• Text segment:
You are not right. Either you stick to ticks or you don't care about it entirely. Check DateTime implementation, each access to milliseconds property involve converting internal representaion (in ticks) to ms including division. This can hurt performance on old (Pentium class) compulters (I measure it myself and you can too).

In general I will agree with you. We don't care about representation here because it does not give us noticeable performance boost.

It just my habbit. I process billions of DateTime in recent project so coded accordingly to it. In my project there are noticeable difference between processing by ticks and by other components of DateTime.

8) The attempt to keep track of available threads does not seem likely to be effective

I just want to demonstrate you have to care about it. In real world you have to implement far from my straightful logic of scheduling and monitoring resources.

I want to demonstrate timer wheel algorithm and point to some problem that author have to think when implement it.

You are absolutely right I have to warn about it. I thought "quickly ptototype" would be enough. My solution in any means can't be used in production.

Nick Martyshchenko
Wow, you REALLY care about my question lol +1, and I do understand C# code... I learned it a few semesters after VB in college. It uses same API as VB so every things pretty much same, just different syntax. +1 for taking serious interest.

• Recorded information:
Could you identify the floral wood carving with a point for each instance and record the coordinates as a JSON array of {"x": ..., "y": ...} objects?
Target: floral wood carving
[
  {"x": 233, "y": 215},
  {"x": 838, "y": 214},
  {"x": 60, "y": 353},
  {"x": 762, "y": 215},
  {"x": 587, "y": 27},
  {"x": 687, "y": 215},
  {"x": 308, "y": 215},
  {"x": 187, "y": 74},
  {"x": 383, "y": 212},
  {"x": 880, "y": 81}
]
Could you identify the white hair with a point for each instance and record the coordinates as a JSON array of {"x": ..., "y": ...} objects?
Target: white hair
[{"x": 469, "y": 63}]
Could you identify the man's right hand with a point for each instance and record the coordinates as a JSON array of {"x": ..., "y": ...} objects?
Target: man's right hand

• Things to do:
1. Reproduce verbatim the part of the forum thread that opens with the words containing "It just my habbit." and closes with "used in production.".
2. For each statement, state whether the forum thread agrees with it, answering yes or no and quoting the deciding words exactly: (a) The writer considers the scheduling solution suitable for production use. (b) The writer processed billions of DateTime values in a recent project. (c) The final reply says C# uses a different API from VB.
3. Write what comes next in the forum thread, beginning after its final sentence.
The records are separate material and are unrelated to the forum thread.

• Expected outputs:
1.
It just my habbit. I process billions of DateTime in recent project so coded accordingly to it. In my project there are noticeable difference between processing by ticks and by other components of DateTime.

8) The attempt to keep track of available threads does not seem likely to be effective

I just want to demonstrate you have to care about it. In real world you have to implement far from my straightful logic of scheduling and monitoring resources.

I want to demonstrate timer wheel algorithm and point to some problem that author have to think when implement it.

You are absolutely right I have to warn about it. I thought "quickly ptototype" would be enough. My solution in any means can't be used in production.

2.
(a) No: "My solution in any means can't be used in production."
(b) Yes: "I process billions of DateTime in recent project"
(c) No: "It uses same API as VB"

3.
Jrud
There are some good ideas in here, but also some issues, including many over-complications. 1) I wouldn't recommend using SortedList here, or anywhere else, as it's an obsolete .NET 1.1 class. 2) In general, there's no need to complicate the code with special cases for simultaneous events. 3) The IsWorking method should just use a memory barrier and then read the value directly. 4) The GetJobs method looks like it could lock for an extended period. Is it necessary? 5) A lock-free queue is available in .NET 4.0.
Steven Sudit
5) I wouldn't bother starting and stopping the dispatcher; just let it sleep until the next job. 6) Rather than worrying about different kinds of ticks, you could just stick to milliseconds. 7) The attempt to keep track of available threads does not seem likely to be effective.
Steven Sudit
@Steven Sudit, thank you for comments. I try to answer in my post rather than here.
Nick Martyshchenko
Let me say in advance that I'm very familiar with the resources you reference, so I'm going to try to keep the scope narrow in my replies. As I said before, there are many good things about your solution, but I think we agree that there is much that would need to be changed before we're ready for production. My comments are suggestions for how that could be done. Ultimately, this would need to be benchmarked with real-world data, but first we need something that is simple and correct. Otherwise, when we tweak it for speed, we are likely to either uncover latent breaks or insert new ones.
Steven Sudit
1) You're right that the type of `SortedList` you used is 2.0, not 1.1; I was mistaken. The reason I would not recommend a non-generic collection for this sort of work is because the need to box and unbox introduces complexity and impacts performance. From what I understand, `SortedDictionary<>` would be better for this task than `SortedList`, but neither one is quite right. In particular, we want a list that doesn't need reallocation (linked list, not array), that is kept sorted by key but retrieved only sequentially, and that allows multiple values for each key.
Steven Sudit
Generally, I would recommend using the most feature-full collection from the library, but that doesn't apply here because this is system-level code. We'd need to roll our own, either from scratch or on top of a less feature-rich collection.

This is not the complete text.